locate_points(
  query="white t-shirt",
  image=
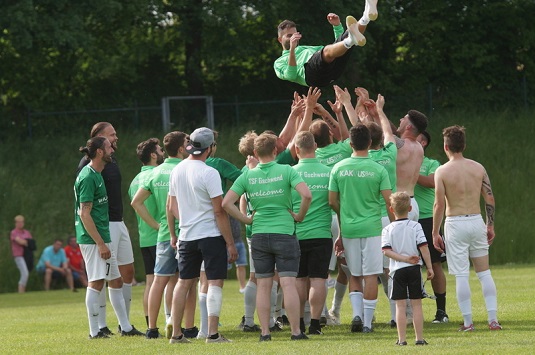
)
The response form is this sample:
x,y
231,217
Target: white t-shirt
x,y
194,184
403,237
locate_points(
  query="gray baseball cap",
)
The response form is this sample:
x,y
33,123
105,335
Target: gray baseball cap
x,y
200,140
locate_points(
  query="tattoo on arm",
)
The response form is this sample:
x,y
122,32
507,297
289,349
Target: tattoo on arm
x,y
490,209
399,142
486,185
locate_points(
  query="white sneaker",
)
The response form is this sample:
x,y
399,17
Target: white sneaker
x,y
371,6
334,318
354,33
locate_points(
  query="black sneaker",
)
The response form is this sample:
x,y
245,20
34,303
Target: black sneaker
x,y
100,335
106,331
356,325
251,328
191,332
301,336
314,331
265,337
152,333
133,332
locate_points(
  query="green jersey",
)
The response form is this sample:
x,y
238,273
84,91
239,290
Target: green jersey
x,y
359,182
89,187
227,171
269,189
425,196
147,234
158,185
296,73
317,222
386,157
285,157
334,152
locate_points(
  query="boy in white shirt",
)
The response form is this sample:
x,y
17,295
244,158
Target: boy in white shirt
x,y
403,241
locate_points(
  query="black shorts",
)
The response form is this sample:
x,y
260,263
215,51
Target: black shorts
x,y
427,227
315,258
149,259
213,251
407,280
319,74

================

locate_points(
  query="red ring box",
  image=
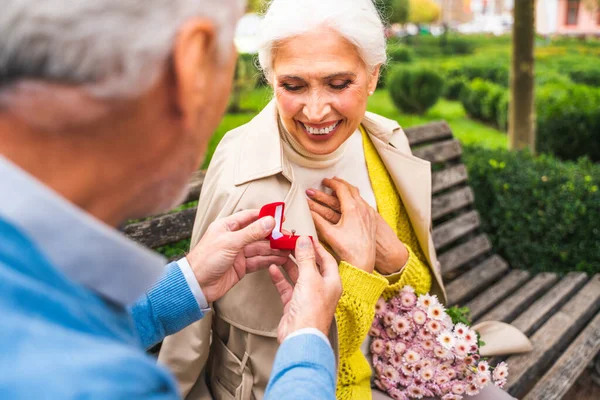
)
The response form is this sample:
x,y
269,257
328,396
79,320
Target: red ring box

================

Activity:
If the word "ring" is on a line above, return that line.

Answer box:
  query="red ring box",
Target: red ring box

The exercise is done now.